Direction: Find every line in the material below that contains the string "glaucous", treating uppercase and lowercase as different, and copy each of those lines.
◆ ◆ ◆ ◆ ◆ ◆ ◆
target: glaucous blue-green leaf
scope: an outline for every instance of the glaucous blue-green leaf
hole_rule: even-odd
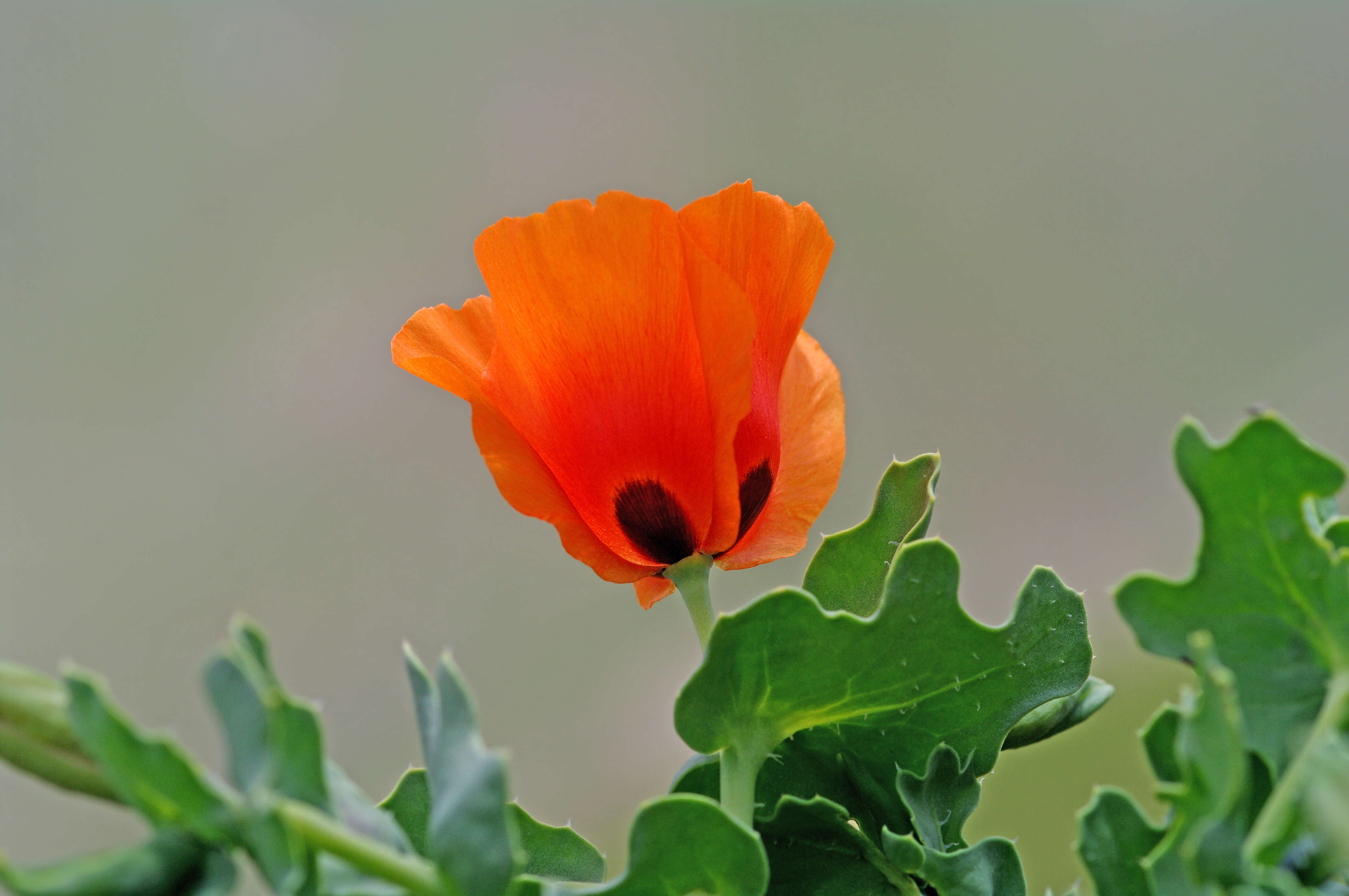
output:
[[[885,856],[921,877],[938,896],[1025,896],[1025,873],[1012,841],[987,837],[974,846],[940,853],[908,834],[885,831]]]
[[[599,884],[604,880],[604,856],[571,829],[536,820],[519,803],[510,804],[525,850],[525,874],[548,880]]]
[[[955,552],[924,540],[900,549],[869,619],[796,588],[720,617],[676,730],[699,753],[724,750],[723,764],[831,725],[877,780],[925,768],[940,742],[986,773],[1016,722],[1082,687],[1091,648],[1081,595],[1050,569],[1032,572],[1001,629],[960,609],[958,579]]]
[[[441,656],[434,680],[410,648],[406,659],[430,791],[426,857],[463,896],[502,896],[522,864],[506,760],[484,746],[449,654]]]
[[[0,884],[13,896],[223,896],[233,880],[228,854],[174,829],[43,868],[12,868],[0,857]]]
[[[0,663],[0,758],[67,791],[120,802],[80,746],[66,690],[36,669]]]
[[[1143,860],[1156,849],[1166,827],[1148,820],[1133,797],[1113,787],[1097,788],[1078,812],[1078,856],[1098,896],[1155,896]]]
[[[1194,573],[1126,580],[1120,613],[1161,656],[1190,659],[1186,637],[1211,632],[1237,677],[1246,744],[1282,771],[1288,737],[1310,726],[1327,676],[1349,668],[1349,555],[1306,511],[1309,499],[1341,488],[1344,470],[1271,414],[1222,445],[1188,421],[1175,459],[1203,522]]]
[[[900,769],[896,787],[909,810],[913,831],[924,846],[939,853],[965,847],[965,827],[970,812],[979,804],[979,779],[970,769],[970,758],[939,744],[928,756],[927,771],[919,776]]]
[[[1075,692],[1041,703],[1012,726],[1002,741],[1004,750],[1039,744],[1091,718],[1114,696],[1114,685],[1089,675]]]
[[[272,892],[317,896],[318,857],[275,811],[250,811],[240,820],[240,831],[244,849]]]
[[[871,514],[851,529],[824,537],[801,583],[822,607],[861,617],[876,613],[900,545],[927,532],[940,464],[939,455],[893,461],[876,488]]]
[[[124,803],[155,827],[181,827],[209,842],[233,842],[240,807],[166,734],[147,734],[90,672],[65,676],[70,723]]]
[[[403,772],[379,808],[394,816],[411,847],[418,856],[425,856],[426,827],[430,824],[430,787],[426,784],[426,769],[410,768]]]
[[[233,783],[246,793],[266,788],[326,808],[318,714],[281,685],[262,632],[236,619],[204,677],[225,733]]]
[[[329,807],[339,822],[357,834],[393,846],[401,853],[413,851],[407,834],[403,833],[394,815],[376,807],[336,762],[324,764],[324,776]]]
[[[758,835],[693,793],[643,804],[633,820],[627,856],[627,870],[607,884],[519,877],[511,896],[764,896],[768,888]]]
◆ ◆ ◆ ◆ ◆ ◆ ◆
Task output:
target: glaucous blue-green leaf
scope: an outline for every instance of the glaucous blue-green leaf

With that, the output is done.